● LISTA DE TAREFAS:
1: Reescreva de forma mais breve o parágrafo da análise do conto que começa por "O rapaz tem uma atitude constante", mantendo os fatos principais.
2: De acordo com a análise do conto, o que o barco representa?

● TEXTO APRESENTADO:
☆ ☆ ☆ ☆ ☆

Durante as tentativas frustradas de diálogo entre eles, a expressão que se repete é “coisa importante”. Todavia, a expressão não tem o mesmo valor para o rapaz e para a moça. Ele tem uma visão alargada e profunda, sobre o que é, realmente, importante, enquanto ela tem uma visão limitada e superficial sobre a mesma coisa. O fato de não encararem a importância das coisas com a mesma intensidade provoca distanciamento, incompreensão e dúvidas, que resultam no agravamento da ausência de comunicação entre eles.
O rapaz tem uma atitude constante de observação e de reflexão. Enfim, o fato de saber que a sua vida está se esvaindo, impulsiona-o a ver o mundo como se o visse pela primeira vez, como se tudo fosse uma novidade não percebida antes, mais bela, mais luminosa e mais viva. Ele expressa para a jovem as razões que o levam a adotar esta forma de ver e sentir. Ela não o compreende e fica em dúvida acerca das reflexões do namorado, interpretando sua atitude, inclusive o convite para se encontrarem na esplanada por ter algo importante para revelar, como uma forma de ir ganhando tempo para ter coragem de dizer que quer terminar o namoro.
Se, por um lado, ela não compreende as reflexões dele, por outro lado, ele não responde diretamente às suas perguntas, aumentando a sua ansiedade e as suas dúvidas. Somente no final o rapaz revela que está com os dias contados.“Estava uma tarde cheia de sol. As águas brilhavam até ao limite do horizonte, um barco à vela ia passando pela estrada de lume. O ar estava quente. E a brisa do mar quase não chegava ali”. Com essas palavras, a narrativa é encerrada, remetendo para a simbologia do mar, do sol e do barco, elementos várias vezes referidos no decurso da ação.
Segundo a definição do Dicionário dos símbolos, de Jean Chevalier: “a barca é o símbolo da viagem, de uma travessia efetuada seja pelos vivos, seja pelos mortos”. No conto, o barco representa a travessia do rapaz da vida para a morte. A posição do sol é de declínio no horizonte. É o ocaso, significando a morte metafórica do sol. Há uma referência à estrada de lume que vai até o horizonte, apontando para um caminho de luz para o pôr-do-sol, para o infinito, para o fim da vida, enfim: para a morte. As simbologias do sol e do barco mostram, poeticamente, de que forma os elementos da natureza – o mar e o sol – se identificam com a situação vivida pelo rapaz.

☆ ☆ ☆ ☆ ☆

● DADOS FORNECIDOS:
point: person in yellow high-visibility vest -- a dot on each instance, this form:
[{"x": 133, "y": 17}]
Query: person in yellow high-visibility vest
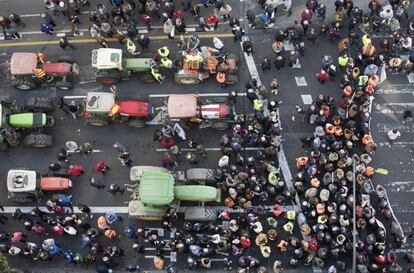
[{"x": 257, "y": 105}]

☆ ☆ ☆ ☆ ☆

● RESPOSTAS DADAS:
1: O rapaz observa e reflete constantemente. Por saber que a sua vida está se esvaindo, vê o mundo como se fosse pela primeira vez, mais belo, luminoso e vivo. Ele explica à jovem por que vê e sente assim, mas ela não o compreende e duvida das suas reflexões. Ela interpreta essa atitude, inclusive o convite para o encontro na esplanada, como um modo de ganhar tempo até ter coragem de terminar o namoro.

2: A travessia do rapaz da vida para a morte.